Estratto del testo:
■ ■ ■ ■

Cara provincia
Lunedì 13 Luglio 2009
Pd, D’Alema resta il leader naturale
Bisognerebbe dismettere la cattiva abitudine di catalogare come vecchio ciò che conta un certo numero d’anni
Noto che in una parte dell’opinione pubblica che guarda con attenzione alle vicende interne del Pd stanno montando due ostracismi: uno nei confronti di D’Alema, al quale vengono ricondotti tutti i principali errori che hanno indebolito il partito, e l’altro verso Ignazio Marino, l’outsider che ha deciso di candidarsi alle primarie contro Franceschini e Bersani, e che sarebbe colpevole di voler sfruttare la popolarità guadagnata in occasione del caso Englaro. Francamente non capisco: si critica sia la vecchia guardia sia quella che potenzialmente nuova. Che cosa vuole, allora, la base degli elettori del Partito democratico?
Gino Canali
A dir la verità, quello che soprattutto si fatica a capire è che cosa vuole il vertice del Partito democratico. Prima ha creduto con forza nel progetto di Veltroni e poi l’ha affossato perché debole, successivamente s’è affidato a un segretario di radici postdemocristiane e non più ex comuniste e adesso medita di rimuoverlo. Incolpare di questo, e di molto d’altro, D’Alema è un esercizio mosso dalla banalità più che dalla sciocchezza: D’Alema rimane il leader naturale del Pd, chiunque ne abbia retto sinora le sorti come segretario e chiunque le reggerà in futuro. E’ un po’ come accadeva quando Montanelli stava al Corriere della Sera: i direttori si succedevano alla guida del giornale, ma niente succedeva dentro il giornale che il gran notabile non ispirasse o non condividesse. Secondo me chi ha i D’Alema farebbe meglio a proteggerli dalle critiche anziché esporveli, e a dismettere la cattiva abitudine di catalogare come vecchio ciò che conta un certo numero d’anni. A contare davvero è altro, sono i numeri del dna individuale ovvero le capacità. Quanto a Marino, si tratta d’un ottimo ricercatore e d’un politico che ha dimostrato senso della realtà e della misura proprio durante le tristi vicende del caso Englaro. Ma non s’è mai profittato dei meriti acquisiti nei due campi e tantomeno lo farà adesso. E’ una voce in più che si vuole inserire tra i coristi evitando di far parte del coro e mi pare degna d’essere ascoltata, anche se farà fatica a imporsi sul chiasso delle altre due che chiameranno a raccolta i votanti delle primarie. Però la candidatura d’un Marino alza la soglia di democraticità del partito, come accade in tutti i casi in cui a concorrere a un traguardo politico sono non soltanto i favoriti, ma anche gli outsider. Non penso ch’egli abbia molte speranze di vincere la gara, penso però che è da speranze come quella da lui autorizzata che la gara guadagni in nobilitazione oltre che in mobilitazione.

■ ■ ■ ■

Cosa fare:
Riscrivi in forma più breve il paragrafo del testo sul Partito democratico che comincia con «Noto che in una parte», mantenendone i fatti principali. Le voci riportate di seguito sono materiale a sé stante.

[Estratti del dataset]
■ ■ ■ ■

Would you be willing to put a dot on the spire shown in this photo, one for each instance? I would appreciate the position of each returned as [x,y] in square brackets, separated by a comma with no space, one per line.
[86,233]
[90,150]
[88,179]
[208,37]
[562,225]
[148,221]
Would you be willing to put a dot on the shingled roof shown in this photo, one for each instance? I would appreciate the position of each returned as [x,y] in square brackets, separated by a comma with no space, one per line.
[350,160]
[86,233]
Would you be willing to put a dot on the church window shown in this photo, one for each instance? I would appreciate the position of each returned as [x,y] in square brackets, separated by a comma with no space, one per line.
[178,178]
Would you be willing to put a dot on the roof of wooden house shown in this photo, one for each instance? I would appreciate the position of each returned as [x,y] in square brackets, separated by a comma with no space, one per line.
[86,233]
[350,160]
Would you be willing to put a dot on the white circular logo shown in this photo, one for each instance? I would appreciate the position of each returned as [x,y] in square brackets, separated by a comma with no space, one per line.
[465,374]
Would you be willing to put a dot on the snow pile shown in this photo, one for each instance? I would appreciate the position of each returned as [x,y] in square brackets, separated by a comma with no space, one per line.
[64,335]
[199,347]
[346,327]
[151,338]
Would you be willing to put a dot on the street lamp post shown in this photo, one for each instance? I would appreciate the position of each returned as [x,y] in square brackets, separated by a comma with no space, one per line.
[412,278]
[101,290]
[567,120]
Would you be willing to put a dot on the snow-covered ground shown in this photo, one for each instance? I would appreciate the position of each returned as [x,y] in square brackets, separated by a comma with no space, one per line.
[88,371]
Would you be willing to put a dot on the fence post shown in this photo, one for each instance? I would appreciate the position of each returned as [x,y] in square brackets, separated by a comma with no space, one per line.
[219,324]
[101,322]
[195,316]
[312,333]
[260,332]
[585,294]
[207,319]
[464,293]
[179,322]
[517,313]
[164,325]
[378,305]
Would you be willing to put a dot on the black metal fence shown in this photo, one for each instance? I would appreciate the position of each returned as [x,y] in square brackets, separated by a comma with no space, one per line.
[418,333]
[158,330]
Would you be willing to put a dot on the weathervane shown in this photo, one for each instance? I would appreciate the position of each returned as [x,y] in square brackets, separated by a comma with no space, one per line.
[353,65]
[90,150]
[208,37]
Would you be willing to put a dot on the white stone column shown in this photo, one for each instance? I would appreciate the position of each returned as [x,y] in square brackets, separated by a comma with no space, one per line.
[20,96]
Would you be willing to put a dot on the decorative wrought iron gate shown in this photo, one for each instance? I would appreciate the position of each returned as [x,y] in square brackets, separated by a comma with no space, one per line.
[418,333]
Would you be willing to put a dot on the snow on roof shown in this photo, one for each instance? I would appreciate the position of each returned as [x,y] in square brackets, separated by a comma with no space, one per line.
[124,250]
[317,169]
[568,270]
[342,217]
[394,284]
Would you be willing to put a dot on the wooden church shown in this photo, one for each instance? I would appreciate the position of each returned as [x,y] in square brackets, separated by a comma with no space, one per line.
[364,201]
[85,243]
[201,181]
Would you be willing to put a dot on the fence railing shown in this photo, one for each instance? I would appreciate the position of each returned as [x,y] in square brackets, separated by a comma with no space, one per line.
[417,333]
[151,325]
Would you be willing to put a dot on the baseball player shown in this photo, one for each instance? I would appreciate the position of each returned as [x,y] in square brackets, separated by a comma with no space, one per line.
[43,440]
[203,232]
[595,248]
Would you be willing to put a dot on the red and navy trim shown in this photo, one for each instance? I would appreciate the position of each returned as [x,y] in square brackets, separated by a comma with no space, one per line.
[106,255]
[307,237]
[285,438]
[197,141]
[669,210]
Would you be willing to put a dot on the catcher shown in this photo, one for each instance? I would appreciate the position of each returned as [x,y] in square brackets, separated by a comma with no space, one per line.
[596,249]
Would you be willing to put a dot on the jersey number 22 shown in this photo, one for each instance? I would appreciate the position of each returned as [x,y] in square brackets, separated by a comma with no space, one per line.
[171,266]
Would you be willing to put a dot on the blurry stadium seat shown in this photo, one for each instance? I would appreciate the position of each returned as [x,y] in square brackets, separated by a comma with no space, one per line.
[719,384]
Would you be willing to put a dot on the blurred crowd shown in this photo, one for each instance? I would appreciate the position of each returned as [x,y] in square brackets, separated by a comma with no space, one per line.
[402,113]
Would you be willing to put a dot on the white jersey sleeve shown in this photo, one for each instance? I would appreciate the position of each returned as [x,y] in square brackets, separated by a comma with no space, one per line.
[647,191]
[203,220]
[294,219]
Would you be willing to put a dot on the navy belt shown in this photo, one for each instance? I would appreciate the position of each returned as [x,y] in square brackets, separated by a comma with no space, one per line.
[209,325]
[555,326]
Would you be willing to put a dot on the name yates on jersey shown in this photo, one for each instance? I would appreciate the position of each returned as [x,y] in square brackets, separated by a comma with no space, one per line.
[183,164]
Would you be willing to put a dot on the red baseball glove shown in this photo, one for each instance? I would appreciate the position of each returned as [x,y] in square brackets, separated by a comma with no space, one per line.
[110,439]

■ ■ ■ ■

Compito svolto:
Tra chi segue le vicende interne del Pd montano due ostracismi. Il primo colpisce D'Alema, a cui si attribuiscono i principali errori che hanno indebolito il partito. Il secondo colpisce Ignazio Marino, outsider candidato alle primarie contro Franceschini e Bersani, accusato di sfruttare la popolarità ottenuta con il caso Englaro. Dato che si criticano sia la vecchia guardia sia quella potenzialmente nuova, resta da capire che cosa voglia la base degli elettori del Pd.